Once the pictures are removed, output the remaining entries exactly as given.

____

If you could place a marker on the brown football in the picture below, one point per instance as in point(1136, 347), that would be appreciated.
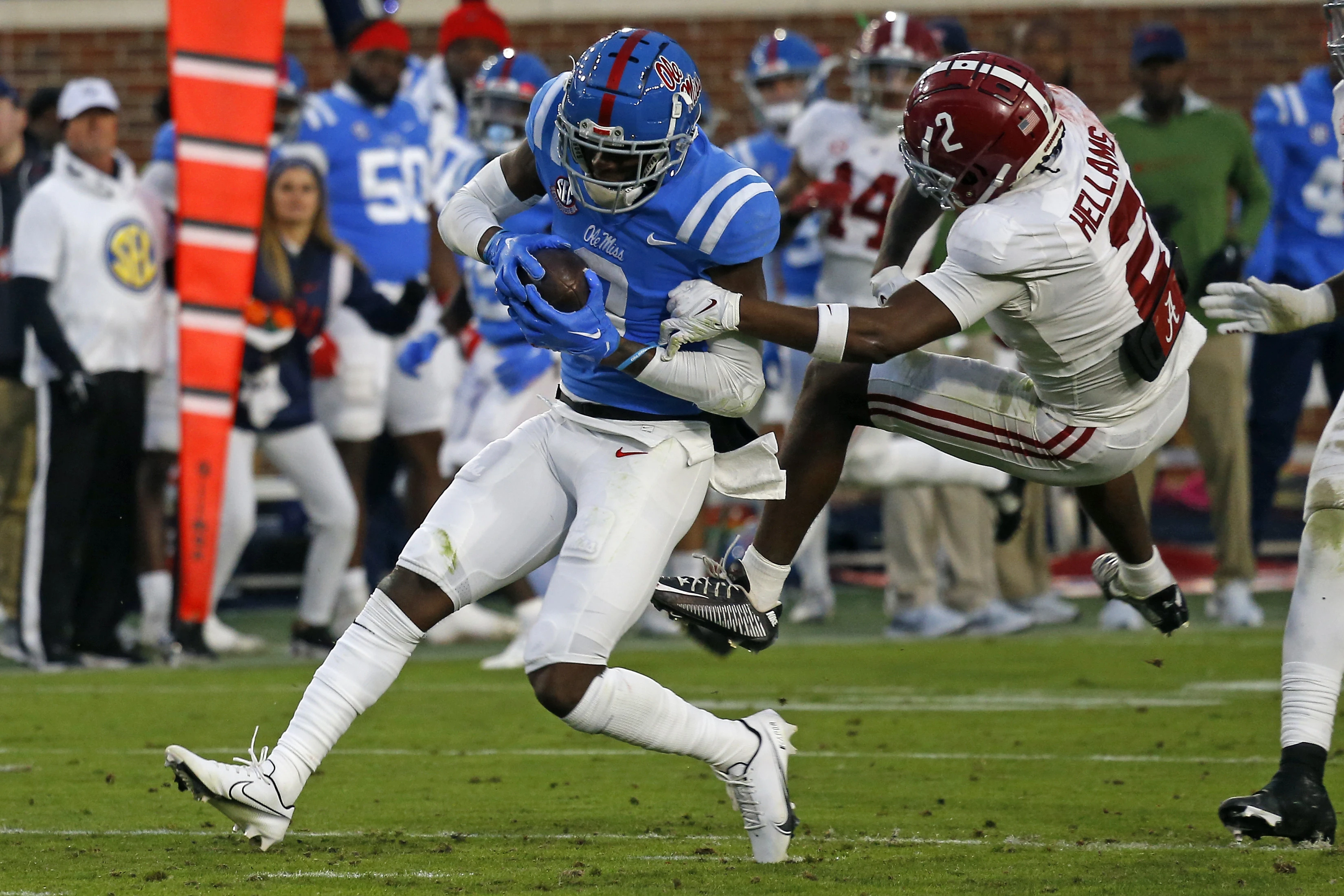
point(564, 287)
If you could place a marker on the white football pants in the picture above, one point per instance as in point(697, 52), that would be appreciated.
point(611, 507)
point(307, 457)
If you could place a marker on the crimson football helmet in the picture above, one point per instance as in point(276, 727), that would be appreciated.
point(975, 124)
point(892, 53)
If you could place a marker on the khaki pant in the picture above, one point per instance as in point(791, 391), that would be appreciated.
point(18, 461)
point(1023, 561)
point(916, 523)
point(1217, 424)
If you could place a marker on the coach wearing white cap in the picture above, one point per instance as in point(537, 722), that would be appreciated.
point(88, 273)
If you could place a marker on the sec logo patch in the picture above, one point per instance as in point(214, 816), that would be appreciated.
point(562, 193)
point(131, 256)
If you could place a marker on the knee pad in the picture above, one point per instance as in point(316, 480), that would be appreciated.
point(1324, 494)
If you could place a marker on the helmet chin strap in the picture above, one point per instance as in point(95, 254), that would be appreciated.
point(994, 187)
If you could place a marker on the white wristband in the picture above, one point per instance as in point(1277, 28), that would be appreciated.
point(832, 332)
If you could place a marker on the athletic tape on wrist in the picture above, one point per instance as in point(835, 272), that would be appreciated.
point(832, 332)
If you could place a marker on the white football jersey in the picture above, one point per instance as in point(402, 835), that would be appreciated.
point(834, 143)
point(1060, 266)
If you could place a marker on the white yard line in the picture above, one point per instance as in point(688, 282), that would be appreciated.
point(802, 841)
point(619, 751)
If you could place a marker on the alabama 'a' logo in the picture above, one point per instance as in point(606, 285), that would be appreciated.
point(562, 193)
point(131, 256)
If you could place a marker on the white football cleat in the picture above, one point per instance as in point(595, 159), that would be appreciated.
point(1237, 606)
point(472, 622)
point(245, 793)
point(760, 788)
point(814, 606)
point(225, 639)
point(998, 617)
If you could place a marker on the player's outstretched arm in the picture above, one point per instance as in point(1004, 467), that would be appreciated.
point(471, 221)
point(912, 319)
point(1257, 307)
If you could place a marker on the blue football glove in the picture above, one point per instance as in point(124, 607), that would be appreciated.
point(417, 352)
point(588, 334)
point(520, 365)
point(509, 252)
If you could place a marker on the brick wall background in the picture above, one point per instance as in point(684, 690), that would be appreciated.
point(1234, 51)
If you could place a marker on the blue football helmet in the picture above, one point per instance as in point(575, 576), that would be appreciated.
point(779, 57)
point(628, 119)
point(498, 100)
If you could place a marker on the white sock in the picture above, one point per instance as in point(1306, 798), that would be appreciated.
point(1148, 578)
point(1313, 636)
point(357, 672)
point(685, 563)
point(155, 605)
point(637, 710)
point(350, 601)
point(766, 580)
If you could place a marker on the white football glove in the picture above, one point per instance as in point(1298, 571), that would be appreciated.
point(886, 283)
point(1257, 307)
point(699, 311)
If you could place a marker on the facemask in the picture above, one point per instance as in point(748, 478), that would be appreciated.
point(781, 115)
point(613, 199)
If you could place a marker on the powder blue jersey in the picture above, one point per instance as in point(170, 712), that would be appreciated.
point(712, 213)
point(1304, 237)
point(378, 176)
point(797, 265)
point(461, 160)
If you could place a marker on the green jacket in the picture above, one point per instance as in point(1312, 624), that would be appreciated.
point(1184, 170)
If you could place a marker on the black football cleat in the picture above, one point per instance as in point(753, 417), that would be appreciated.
point(1291, 805)
point(1166, 611)
point(716, 643)
point(720, 604)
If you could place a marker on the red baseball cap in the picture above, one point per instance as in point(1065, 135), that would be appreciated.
point(474, 19)
point(384, 34)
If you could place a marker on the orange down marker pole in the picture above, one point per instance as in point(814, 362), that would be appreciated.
point(222, 57)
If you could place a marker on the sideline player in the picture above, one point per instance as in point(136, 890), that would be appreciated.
point(374, 149)
point(1295, 802)
point(505, 375)
point(1088, 299)
point(784, 76)
point(612, 476)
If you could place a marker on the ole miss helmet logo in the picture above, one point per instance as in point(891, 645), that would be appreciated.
point(564, 195)
point(675, 80)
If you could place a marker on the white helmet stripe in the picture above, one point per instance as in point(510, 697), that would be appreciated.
point(1006, 75)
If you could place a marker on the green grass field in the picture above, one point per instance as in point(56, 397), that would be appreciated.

____

▶ _WRITTEN RESPONSE_:
If you could place a marker on the brown football in the picture below, one point per instance as in point(1136, 347), that would be appreciated.
point(564, 287)
If you could place a marker on the white football pants in the picture above, one point per instance as in point(697, 52), that would be appreciated.
point(611, 507)
point(307, 457)
If you could place a marker on the crimson football helmet in the picture above, one point per instance as in point(276, 727), that would be appreciated.
point(975, 124)
point(892, 53)
If you could place a marker on the khaki pant in the picture above, one point per instance as in point(791, 391), that would be appreciated.
point(18, 461)
point(1023, 561)
point(916, 523)
point(1217, 424)
If you could place a marker on the coach wearing white cap in the picture above, one point per instance as in point(537, 722), that would be appreciated.
point(88, 273)
If you could place a marker on the sec logo patch in the picture above, one point per instance as in point(214, 816), that would be appreciated.
point(562, 193)
point(131, 256)
If you could place a marker on the knee pad in the picture above, one point per instance as in point(316, 480), that would be appreciated.
point(1324, 494)
If you could place a marker on the helmet chin strap in the picture above, one point per instance as in point(95, 254), that would be appreciated.
point(994, 187)
If you could place a marker on the white wristband in the picture above, one point per instance as in point(1277, 28), that would be appreciated.
point(832, 332)
If you could place a marker on the athletic tape on wrist in the picture above, one point per instance as in point(835, 272), that would be appreciated.
point(832, 332)
If you could place a marker on the white football jersey in the picture above, one point per instance as in point(402, 835), that would be appreciated.
point(834, 143)
point(1060, 266)
If you could place a marker on the white yard line in the picture above, one point per instance as in point(688, 282), that would be appreciated.
point(802, 841)
point(619, 751)
If you could place a marker on the alabama 'a' logo in the picture above, one point per instance as in point(606, 285), that would be appreciated.
point(562, 193)
point(131, 256)
If you could place a marker on the white football cleat in the picture above, one point per instance as in point(595, 159), that would be appreciated.
point(1237, 606)
point(472, 622)
point(245, 793)
point(760, 788)
point(814, 606)
point(225, 639)
point(998, 617)
If you could place a marker on the player's outstretched arm in the picture above, one point per instance as in point(1004, 467), that would be appreciated.
point(471, 221)
point(912, 319)
point(1257, 307)
If you could place a marker on the blue football glove in the picture above, one point per instance as in point(124, 607), that would be appreciated.
point(417, 352)
point(588, 334)
point(520, 365)
point(509, 252)
If you could place a marker on the brick wall background in the picture above, one point per instance as in point(684, 690), that would be appreciated.
point(1234, 51)
If you could place a marker on the blue football helmet in the picture above, one point per instance as in point(575, 576), that would be appreciated.
point(779, 57)
point(628, 119)
point(498, 100)
If you could place a marker on the white sock in the picture above, one point per instance as in point(1306, 798), that would be appreciated.
point(1148, 578)
point(1313, 636)
point(357, 672)
point(685, 563)
point(155, 605)
point(637, 710)
point(350, 601)
point(766, 580)
If you could place a marker on the white football glove in the picture above, one point per instance as in point(1298, 571), that would be appreciated.
point(886, 283)
point(1257, 307)
point(699, 311)
If you could place a marker on the facemask in the picture above, one point per instance as in point(748, 478), that would be appreciated.
point(781, 115)
point(613, 199)
If you could place a marker on the powder blue jersey in the picture above, one point per instance as in point(170, 712), that would be appreciated.
point(712, 213)
point(1304, 237)
point(378, 176)
point(797, 265)
point(461, 160)
If you could place a marker on the green jacket in the picture above, one point per instance as in point(1312, 624), that would be appreciated.
point(1184, 170)
If you could place a marker on the black football cleat in the picture above, one point per instance as in point(753, 417), that would be appreciated.
point(1291, 805)
point(1166, 611)
point(716, 643)
point(720, 604)
If you could place a marker on the red baseball cap in the picture above, one point per instance as in point(1065, 135), that would be appreciated.
point(474, 19)
point(384, 34)
If you could place a marker on the orange down marker pole in the picture above, one point per instance as in point(814, 362), that would be appreciated.
point(222, 57)
If you could place a marker on the sideline player in the picture above, one point per instance as in point(136, 890), that would be appreciated.
point(374, 149)
point(1295, 802)
point(505, 375)
point(1088, 299)
point(784, 76)
point(612, 476)
If you could place a marker on the ole miss helmet logo in the picture above, one point per instance as in point(891, 645), that would be appreciated.
point(564, 195)
point(675, 80)
If you could place a marker on the white helmet stripe in the picture above, one point per instance as in point(510, 697), that would be appreciated.
point(1006, 75)
If you could place a marker on the green grass field in the picture above, one point per instance as in point(56, 397), that would be appreciated.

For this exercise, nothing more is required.